Task requirements. Write the following entries out again exactly, skipping each image.

-- Data follows --

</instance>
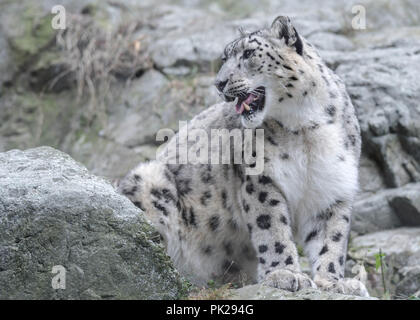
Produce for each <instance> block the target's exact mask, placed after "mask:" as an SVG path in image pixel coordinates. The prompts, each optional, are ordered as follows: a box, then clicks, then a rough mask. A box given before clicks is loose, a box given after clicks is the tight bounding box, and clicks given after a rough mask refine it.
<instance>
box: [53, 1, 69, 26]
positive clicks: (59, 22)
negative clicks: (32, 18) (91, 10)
mask: <svg viewBox="0 0 420 320" xmlns="http://www.w3.org/2000/svg"><path fill="white" fill-rule="evenodd" d="M51 13H52V14H54V15H55V16H54V17H53V18H52V19H51V27H52V28H53V29H55V30H64V29H66V8H64V6H62V5H56V6H53V7H52V8H51Z"/></svg>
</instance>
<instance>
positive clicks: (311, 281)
mask: <svg viewBox="0 0 420 320" xmlns="http://www.w3.org/2000/svg"><path fill="white" fill-rule="evenodd" d="M222 61H223V65H222V67H221V69H220V71H219V73H218V75H217V78H216V86H217V88H218V89H219V92H220V94H221V96H222V97H223V98H224V99H225V100H226V102H224V103H220V104H217V105H214V106H212V107H210V108H208V109H207V110H205V111H204V112H202V113H201V114H200V115H198V116H196V117H195V118H193V119H192V120H191V121H190V122H189V123H188V126H189V128H190V129H191V128H201V129H204V130H207V132H209V130H210V128H212V129H214V128H230V129H232V128H238V129H240V130H243V129H244V128H252V129H253V130H254V129H258V128H263V129H264V130H265V131H264V132H265V134H264V139H265V141H264V159H265V160H266V161H265V166H264V172H263V173H261V174H260V175H258V176H247V175H246V174H245V173H244V169H245V168H246V167H247V166H248V165H246V164H243V165H233V164H219V165H217V164H213V165H200V164H195V165H192V164H182V165H180V164H175V165H170V164H167V161H168V160H169V159H171V160H173V159H172V158H171V155H170V154H169V153H168V151H167V150H168V149H169V148H170V147H171V146H174V145H182V144H187V145H188V147H189V148H190V147H192V146H196V145H195V144H196V143H198V142H191V141H185V140H183V139H182V137H181V136H180V135H176V136H175V137H174V138H173V139H172V140H171V141H170V142H169V143H168V144H167V147H166V148H164V149H162V150H161V152H160V153H159V155H158V156H157V160H155V161H152V162H150V163H143V164H140V165H139V166H137V167H136V168H135V169H133V170H132V171H131V172H130V173H129V174H128V175H127V176H126V177H125V178H124V179H123V180H122V182H121V184H120V186H119V190H120V192H121V193H123V194H125V195H126V196H127V197H128V198H129V199H130V200H132V201H133V202H134V203H135V204H137V206H139V207H141V208H142V209H144V211H145V215H146V216H147V217H148V218H149V219H150V220H151V222H152V223H153V224H154V225H155V227H156V228H157V230H158V231H159V232H160V233H161V234H162V236H163V238H164V241H165V244H166V248H167V252H168V254H169V256H170V257H171V258H172V260H173V261H174V264H175V266H176V267H177V268H178V269H179V270H180V271H181V272H182V273H183V274H184V275H185V276H187V277H188V278H189V279H190V280H191V281H193V282H195V283H197V284H200V285H205V284H206V283H207V282H208V281H209V280H220V281H222V282H224V281H239V282H241V283H242V284H244V283H252V282H264V283H266V284H268V285H271V286H275V287H280V288H283V289H288V290H292V291H293V290H299V289H301V288H305V287H315V286H317V285H318V286H319V287H321V288H324V289H328V290H336V291H337V290H339V289H337V288H340V290H341V291H342V292H346V293H355V294H361V295H366V294H367V292H366V289H365V288H364V286H363V284H361V283H357V285H355V282H354V281H349V280H348V279H345V278H344V264H345V256H346V249H347V239H348V234H349V229H350V216H351V208H352V203H353V199H354V196H355V194H356V192H357V188H358V179H357V176H358V162H359V157H360V145H361V139H360V131H359V130H360V129H359V125H358V122H357V118H356V116H355V112H354V108H353V105H352V103H351V100H350V98H349V96H348V95H347V93H346V89H345V86H344V84H343V82H342V81H341V80H340V79H339V78H338V76H337V75H335V74H334V73H333V71H332V70H330V69H329V68H328V67H327V66H326V65H325V64H324V63H323V61H322V60H321V58H320V56H319V55H318V53H317V51H316V50H315V48H314V47H313V46H312V45H310V44H309V43H308V42H307V41H306V40H305V39H304V38H303V37H301V36H300V35H299V34H298V33H297V31H296V29H295V28H294V27H293V26H292V24H291V23H290V20H289V19H288V18H287V17H279V18H277V19H276V20H275V21H274V22H273V24H272V26H271V27H270V28H267V29H262V30H259V31H256V32H252V33H242V34H241V36H240V37H239V38H238V39H236V40H234V41H233V42H231V43H230V44H228V45H227V46H226V48H225V50H224V53H223V57H222ZM260 86H264V88H265V104H264V106H263V108H259V109H258V110H255V112H252V113H251V114H245V115H244V114H241V115H238V114H236V113H235V111H234V109H235V108H234V103H232V101H233V100H234V99H235V98H236V97H238V96H239V95H241V94H244V92H245V93H249V92H252V91H253V90H254V89H255V88H258V87H260ZM232 163H233V161H232ZM251 166H252V164H251ZM251 166H250V167H251ZM254 166H255V164H254ZM296 243H298V244H301V245H302V246H303V248H304V251H305V254H306V255H307V256H308V257H309V259H310V262H311V265H312V279H313V280H311V278H310V277H309V276H308V275H306V274H303V273H302V272H301V270H300V266H299V257H298V253H297V248H296ZM349 283H351V284H352V286H353V287H352V288H350V285H349Z"/></svg>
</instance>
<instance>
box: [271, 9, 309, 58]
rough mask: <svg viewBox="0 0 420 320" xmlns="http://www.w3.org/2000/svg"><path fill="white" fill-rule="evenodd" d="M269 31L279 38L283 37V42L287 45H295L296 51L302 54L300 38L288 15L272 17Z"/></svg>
mask: <svg viewBox="0 0 420 320" xmlns="http://www.w3.org/2000/svg"><path fill="white" fill-rule="evenodd" d="M271 32H272V33H273V35H274V36H275V37H278V38H279V39H282V38H284V41H285V43H286V44H287V45H288V46H289V47H295V49H296V52H297V53H298V54H300V55H302V52H303V44H302V40H301V39H300V37H299V34H298V33H297V31H296V29H295V27H293V25H292V23H291V22H290V19H289V17H286V16H279V17H277V18H276V19H274V21H273V23H272V24H271Z"/></svg>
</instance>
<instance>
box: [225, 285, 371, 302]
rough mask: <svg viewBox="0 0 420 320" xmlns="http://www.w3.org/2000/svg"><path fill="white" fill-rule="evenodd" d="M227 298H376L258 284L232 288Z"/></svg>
mask: <svg viewBox="0 0 420 320" xmlns="http://www.w3.org/2000/svg"><path fill="white" fill-rule="evenodd" d="M227 298H228V299H231V300H377V299H376V298H374V297H369V298H364V297H359V296H351V295H344V294H339V293H331V292H327V291H321V290H318V289H305V290H300V291H297V292H290V291H285V290H280V289H275V288H271V287H266V286H263V285H259V284H256V285H250V286H245V287H242V288H240V289H232V290H230V295H229V296H228V297H227Z"/></svg>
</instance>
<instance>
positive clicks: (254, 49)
mask: <svg viewBox="0 0 420 320" xmlns="http://www.w3.org/2000/svg"><path fill="white" fill-rule="evenodd" d="M254 51H255V49H247V50H245V51H244V54H243V55H242V57H243V58H244V59H248V58H249V57H250V56H251V55H252V54H253V53H254Z"/></svg>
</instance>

-- Data concluded --

Reply to the task.
</instance>
Produce for each <instance> block the target's exact mask, placed after "mask:" as an SVG path in image pixel coordinates. The prompts, each optional, are ordered as follows: a box, then clicks, then a rough mask. A box given before clicks is loose, a box given after clicks is the tight bounding box, and clicks given after a rough mask refine it.
<instance>
box: [53, 1, 69, 26]
positive clicks: (59, 22)
negative clicks: (32, 18) (91, 10)
mask: <svg viewBox="0 0 420 320" xmlns="http://www.w3.org/2000/svg"><path fill="white" fill-rule="evenodd" d="M51 13H52V14H54V15H55V16H54V17H53V18H52V19H51V27H52V28H53V29H55V30H64V29H66V8H64V6H62V5H56V6H53V7H52V8H51Z"/></svg>
</instance>
<instance>
positive clicks: (311, 281)
mask: <svg viewBox="0 0 420 320" xmlns="http://www.w3.org/2000/svg"><path fill="white" fill-rule="evenodd" d="M222 61H223V65H222V67H221V69H220V71H219V73H218V75H217V78H216V86H217V88H218V89H219V92H220V94H221V96H222V97H223V98H224V99H225V100H226V102H224V103H220V104H217V105H214V106H212V107H210V108H208V109H207V110H205V111H204V112H202V113H201V114H200V115H198V116H196V117H195V118H193V119H192V120H191V121H190V122H189V123H188V126H189V128H190V129H191V128H201V129H204V130H207V132H209V130H210V128H212V129H214V128H230V129H232V128H238V129H240V130H243V129H244V128H252V129H253V130H254V129H258V128H263V129H264V130H265V131H264V132H265V134H264V139H265V141H264V159H265V160H266V161H265V166H264V172H263V173H261V174H260V175H258V176H247V175H246V174H245V173H244V169H245V168H246V167H247V166H248V165H246V164H243V165H233V164H219V165H217V164H213V165H200V164H195V165H192V164H182V165H180V164H175V165H170V164H167V161H168V160H169V159H171V160H173V159H172V158H171V155H170V154H169V153H168V151H167V150H168V149H169V148H170V147H171V146H174V145H182V144H187V145H188V147H189V148H190V147H192V146H196V145H195V144H196V143H198V142H191V141H185V140H183V139H182V137H181V136H180V135H176V136H175V137H174V138H173V139H172V140H171V141H170V142H169V143H168V144H167V147H166V148H164V149H162V150H161V152H160V153H159V155H158V156H157V160H155V161H152V162H150V163H143V164H140V165H139V166H137V167H136V168H135V169H133V170H132V171H131V172H130V173H129V174H128V175H127V176H126V177H125V178H124V179H123V180H122V182H121V184H120V186H119V190H120V192H121V193H123V194H125V195H126V196H127V197H128V198H129V199H130V200H132V201H133V202H134V203H135V204H137V206H139V207H141V208H142V209H144V211H145V215H146V216H147V217H148V218H149V219H150V220H151V222H152V223H153V224H154V225H155V227H156V228H157V230H158V231H159V232H160V233H161V234H162V236H163V238H164V241H165V244H166V248H167V252H168V254H169V256H170V257H171V258H172V260H173V261H174V264H175V266H176V267H177V268H178V269H179V270H180V271H181V272H182V273H183V274H184V275H185V276H187V277H188V278H189V279H190V280H191V281H193V282H195V283H197V284H200V285H205V284H206V283H207V282H208V281H209V280H220V281H222V282H224V281H239V282H241V283H242V284H244V283H252V282H264V283H266V284H268V285H271V286H275V287H280V288H283V289H288V290H292V291H293V290H299V289H301V288H305V287H315V286H317V285H318V286H319V287H321V288H324V289H328V290H336V291H337V290H339V289H337V288H340V290H341V291H342V292H346V293H355V294H361V295H366V294H367V292H366V289H365V288H364V286H363V284H361V283H357V285H355V282H354V281H349V280H348V279H345V278H344V264H345V256H346V249H347V239H348V234H349V229H350V216H351V208H352V203H353V199H354V196H355V194H356V192H357V188H358V179H357V176H358V162H359V157H360V145H361V139H360V131H359V130H360V129H359V125H358V122H357V118H356V116H355V112H354V108H353V105H352V103H351V100H350V98H349V96H348V95H347V93H346V89H345V86H344V84H343V82H342V81H341V80H340V79H339V78H338V76H337V75H335V74H334V73H333V71H332V70H330V69H329V68H328V67H327V66H326V65H325V64H324V63H323V61H322V60H321V58H320V56H319V55H318V53H317V51H316V50H315V48H314V47H313V46H312V45H310V44H309V43H308V42H307V41H306V40H305V39H304V38H303V37H301V36H300V35H299V34H298V33H297V31H296V29H295V28H294V27H293V26H292V24H291V23H290V20H289V19H288V18H287V17H279V18H277V19H276V20H275V21H274V22H273V24H272V26H271V27H270V28H267V29H262V30H259V31H256V32H252V33H242V34H241V36H240V37H239V38H238V39H236V40H234V41H233V42H231V43H230V44H228V45H227V46H226V48H225V50H224V53H223V57H222ZM260 86H264V88H265V104H264V106H263V108H259V109H258V110H255V112H252V113H251V114H245V115H244V114H241V115H238V114H236V113H235V111H234V109H235V108H234V103H232V101H233V100H234V99H235V98H236V97H238V96H239V95H241V94H244V92H245V93H249V92H252V91H253V90H254V89H255V88H258V87H260ZM232 163H233V161H232ZM251 166H252V164H251ZM251 166H250V167H251ZM254 166H255V164H254ZM296 243H298V244H301V245H302V246H303V248H304V251H305V254H306V255H307V256H308V257H309V259H310V262H311V265H312V279H313V280H311V278H310V277H309V276H308V275H306V274H303V273H302V272H301V270H300V266H299V257H298V253H297V248H296ZM349 283H351V284H352V286H353V287H352V288H350V285H349Z"/></svg>
</instance>
<instance>
box: [271, 9, 309, 58]
rough mask: <svg viewBox="0 0 420 320" xmlns="http://www.w3.org/2000/svg"><path fill="white" fill-rule="evenodd" d="M269 31L279 38L283 37V42L287 45H295L296 51L302 54L300 38L288 15L272 17Z"/></svg>
mask: <svg viewBox="0 0 420 320" xmlns="http://www.w3.org/2000/svg"><path fill="white" fill-rule="evenodd" d="M271 32H272V33H273V35H274V36H275V37H278V38H279V39H282V38H284V41H285V43H286V44H287V45H288V46H289V47H295V49H296V52H297V53H298V54H300V55H302V52H303V44H302V40H301V39H300V37H299V34H298V33H297V31H296V29H295V27H293V25H292V23H291V22H290V19H289V17H286V16H279V17H277V18H276V19H274V21H273V23H272V24H271Z"/></svg>
</instance>
<instance>
box: [225, 285, 371, 302]
rough mask: <svg viewBox="0 0 420 320" xmlns="http://www.w3.org/2000/svg"><path fill="white" fill-rule="evenodd" d="M227 298H376L258 284L232 288Z"/></svg>
mask: <svg viewBox="0 0 420 320" xmlns="http://www.w3.org/2000/svg"><path fill="white" fill-rule="evenodd" d="M227 298H228V299H231V300H377V299H376V298H374V297H369V298H364V297H359V296H351V295H344V294H339V293H331V292H327V291H321V290H318V289H305V290H300V291H297V292H290V291H285V290H280V289H275V288H271V287H266V286H263V285H259V284H256V285H250V286H245V287H242V288H240V289H232V290H230V295H229V296H228V297H227Z"/></svg>
</instance>
<instance>
positive clicks: (254, 49)
mask: <svg viewBox="0 0 420 320" xmlns="http://www.w3.org/2000/svg"><path fill="white" fill-rule="evenodd" d="M254 51H255V49H247V50H245V51H244V54H243V55H242V57H243V58H244V59H248V58H249V57H250V56H251V55H252V54H253V53H254Z"/></svg>
</instance>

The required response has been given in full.